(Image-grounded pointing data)
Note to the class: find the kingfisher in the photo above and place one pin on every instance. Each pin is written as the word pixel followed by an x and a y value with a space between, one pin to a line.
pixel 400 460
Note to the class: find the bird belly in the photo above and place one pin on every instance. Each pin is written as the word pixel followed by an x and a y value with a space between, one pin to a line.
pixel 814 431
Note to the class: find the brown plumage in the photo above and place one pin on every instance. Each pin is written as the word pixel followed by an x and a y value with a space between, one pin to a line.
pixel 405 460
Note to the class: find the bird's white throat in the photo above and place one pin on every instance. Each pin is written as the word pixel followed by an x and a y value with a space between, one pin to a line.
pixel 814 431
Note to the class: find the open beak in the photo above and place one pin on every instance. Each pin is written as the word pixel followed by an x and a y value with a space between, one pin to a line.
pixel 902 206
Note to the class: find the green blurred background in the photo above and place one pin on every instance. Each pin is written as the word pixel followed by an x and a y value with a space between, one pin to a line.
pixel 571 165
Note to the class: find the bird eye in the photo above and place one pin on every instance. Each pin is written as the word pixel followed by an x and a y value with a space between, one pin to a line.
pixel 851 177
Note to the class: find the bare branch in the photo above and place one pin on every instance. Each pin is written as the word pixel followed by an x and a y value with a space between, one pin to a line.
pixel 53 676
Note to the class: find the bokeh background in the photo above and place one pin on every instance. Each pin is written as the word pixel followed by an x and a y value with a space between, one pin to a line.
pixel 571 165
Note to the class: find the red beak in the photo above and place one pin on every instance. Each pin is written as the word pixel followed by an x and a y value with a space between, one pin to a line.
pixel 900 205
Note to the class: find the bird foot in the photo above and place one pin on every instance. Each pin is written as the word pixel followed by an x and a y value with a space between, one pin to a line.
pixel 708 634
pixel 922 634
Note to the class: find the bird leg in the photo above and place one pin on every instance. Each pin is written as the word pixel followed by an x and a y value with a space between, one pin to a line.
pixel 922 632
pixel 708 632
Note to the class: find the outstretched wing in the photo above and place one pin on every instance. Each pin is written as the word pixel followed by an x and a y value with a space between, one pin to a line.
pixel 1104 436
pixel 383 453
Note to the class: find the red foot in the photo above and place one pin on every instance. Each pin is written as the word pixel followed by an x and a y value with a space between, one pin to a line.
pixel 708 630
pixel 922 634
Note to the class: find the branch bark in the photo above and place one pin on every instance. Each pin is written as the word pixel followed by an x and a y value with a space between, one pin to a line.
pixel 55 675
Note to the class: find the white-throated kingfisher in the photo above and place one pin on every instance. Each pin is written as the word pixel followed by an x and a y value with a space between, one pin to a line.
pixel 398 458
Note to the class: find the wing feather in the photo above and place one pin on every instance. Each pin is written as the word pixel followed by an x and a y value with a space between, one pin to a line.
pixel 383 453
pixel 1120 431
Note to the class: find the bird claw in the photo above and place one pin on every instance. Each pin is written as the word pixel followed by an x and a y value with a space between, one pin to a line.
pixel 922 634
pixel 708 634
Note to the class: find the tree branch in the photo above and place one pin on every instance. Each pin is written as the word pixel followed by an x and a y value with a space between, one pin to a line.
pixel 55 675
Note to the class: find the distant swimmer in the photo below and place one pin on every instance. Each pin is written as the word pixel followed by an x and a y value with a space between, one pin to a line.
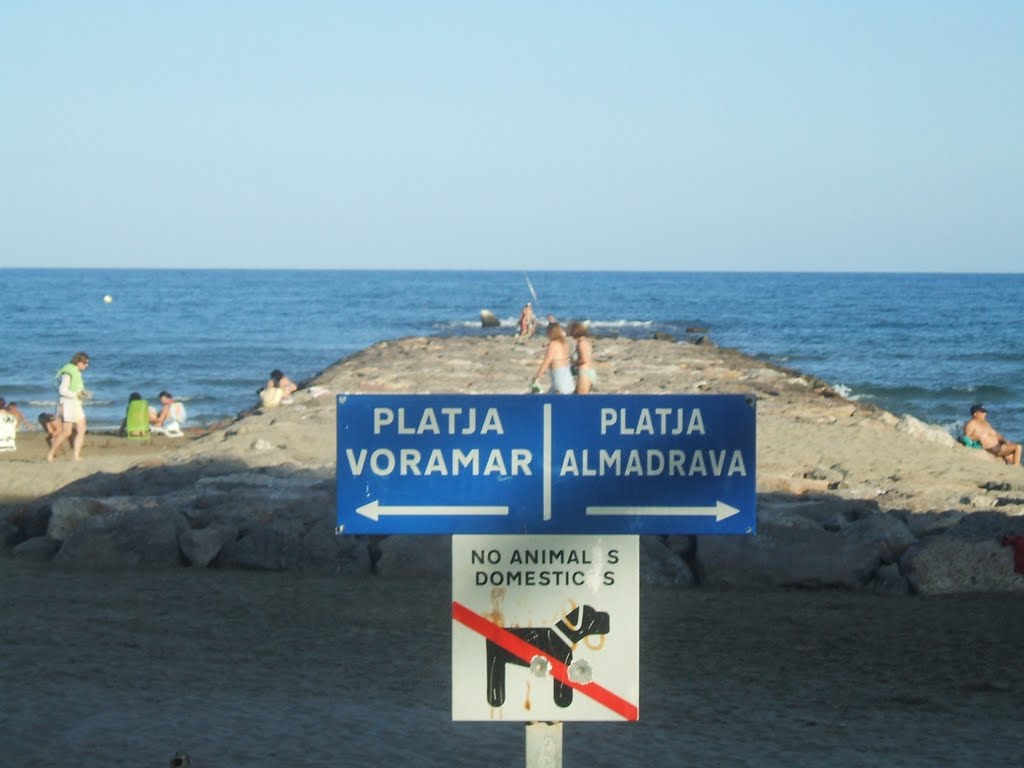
pixel 979 429
pixel 72 391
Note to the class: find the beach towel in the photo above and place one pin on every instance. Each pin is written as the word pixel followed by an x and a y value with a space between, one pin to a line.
pixel 8 430
pixel 137 420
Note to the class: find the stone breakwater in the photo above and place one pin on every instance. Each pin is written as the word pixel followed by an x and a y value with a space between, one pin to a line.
pixel 849 496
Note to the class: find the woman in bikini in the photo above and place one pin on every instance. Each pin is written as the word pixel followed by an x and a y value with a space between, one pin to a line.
pixel 556 358
pixel 584 355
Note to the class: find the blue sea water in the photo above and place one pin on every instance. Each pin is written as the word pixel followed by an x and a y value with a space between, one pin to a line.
pixel 925 344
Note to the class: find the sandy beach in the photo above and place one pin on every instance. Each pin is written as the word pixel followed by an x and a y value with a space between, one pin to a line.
pixel 240 668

Exercise => The records above need to be copied exactly, with the pictures left out.

Response for this exercise =>
Note to the class: find the kingfisher in the photo above and place one pin on every instance. Each pin is written as the word pixel followed by an x and a y value with a space between, one pin to a line.
pixel 400 460
Note to the class: find the bird belly in the photo above and place one pin on every instance. Each pin is written as the word pixel followed by an x and a y value with a space between, one pin to a line.
pixel 814 431
Note to the class: find the brown plumage in the photo above and place one pin on every instance. Each pin is written as the word pixel followed by an x and a y value with a space between, one pin to a line.
pixel 405 460
Note to the class: find the bird's white throat in the photo above and place one pin on every instance. Each pin is written as the word pixel followed by an x and a y value with a space between, one pin to a line.
pixel 814 431
Note to the class: find the open beak in the photo above and place one pin on every instance. Each pin is written as the word pixel followed by an x and a y value with a space between, one pin to a line.
pixel 902 206
Note to the class: find the green blurred background in the photo above and place one pin on every instance. Each pin is written as the word pixel followed by an x and a y value with a space between, one pin to a line.
pixel 571 165
Note to the class: find the bird eye in the photo above and place one pin on every instance. Each pin is written as the word pixel followed by an x and a y value with a space between, one pin to a line.
pixel 851 177
Note to the class: find the bare branch in the photo above and place one pin on every instance. Each pin is written as the word pixel followed by an x and a y value with a space between, one pin to a line.
pixel 53 676
Note to the class: find the bokeh background in the photo above and place one pin on every instance. Each pin is written as the word pixel followed by an x and a y value with a space between, one pin to a line.
pixel 571 165
Note to the class: find the red beak in the photo above and place one pin on every instance. Each pin is written as the word pixel followed by an x and a y value with a space between, one pin to a line.
pixel 900 205
Note to the class: find the bird foot in the photo above and place one pin on every instance. Each pin is written as the word pixel followed by an x and a y value with a space between, one pin to a line.
pixel 708 634
pixel 922 634
Note to the class: find the bird leg in the photo above and place one pin on every instance. Each pin is written as the word pixel followed by an x and a y value with a space between, one pin to a line.
pixel 922 632
pixel 708 632
Note to the class: find the outstretched wing in the photo above and place one pin on every instance. Each pin is written as the word pixel followed by an x and a y value with a space between, one pin to a line.
pixel 1104 436
pixel 383 453
Note to the class: find the red foot in the photo above and place one pin on every instance. Each pin is written as the word pixel followed by an x and a y value with a space between, one pin to a line.
pixel 708 630
pixel 922 634
Note to the class: find the branch bark in the photo above and place one pin on every instance. Each pin is written as the word pixel followed by an x and a y value with a space between, one pin to a line.
pixel 55 675
Note to the class: find the white-throated kingfisher in the photo above and place one pin on every instance. Each pin is written as the word pixel followed by an x and a y value with a space between, one pin to a line.
pixel 398 458
Note to the class: find the wing feather in the photo above and place one pin on every instance. Each pin is written as the word pixel followed by an x and a y value with a space between, one pin to a line.
pixel 383 453
pixel 1120 431
Note to the class: find the bird claw in the photo above and place one pin on every instance. Each pin is written as the word pixel followed by an x and a y value with a space between, one pin to a line.
pixel 922 634
pixel 708 634
Note to the class: find the tree branch in the photo above and place one pin on every instance. Each pin is written as the word pixel followed by an x and a y value with a space between, one pin to a line.
pixel 55 675
Note to the class: find the distant swimmer in the photo below and place one pin on every instance. Each pin is written as the word pixel followed by an x and a y value with a space between, one pin to a line.
pixel 979 429
pixel 72 391
Note to the class: find the beach towel in the photo above and place one pin on every instance. Each pin is written as the word pixel followed by an x and a y value with a space between, one pin to a line.
pixel 8 430
pixel 137 420
Note to the class: find the stone breakwater in the photo above and place one pin on every instance. Each pin is written as the word pixel followed by an x and a y value with a space between, one pin to a line.
pixel 849 496
Note to the class: find the woman in bikini in the photo above and place one pin on every instance. Each pin is written as the word pixel followed by an x and a y value with a space between, one pin to a line.
pixel 556 358
pixel 584 355
Note to the class: find the blue sea water in the photo above and place one pin on every instance. Each pin is written as the word pixel followed by an x and a y value with a space between, one pin to a line.
pixel 925 344
Note to the class: find the sandy beach in the photo above and place one pin on every instance. Each pin is written as the word pixel followed by an x and a y value with a space between, one pin to a line.
pixel 240 668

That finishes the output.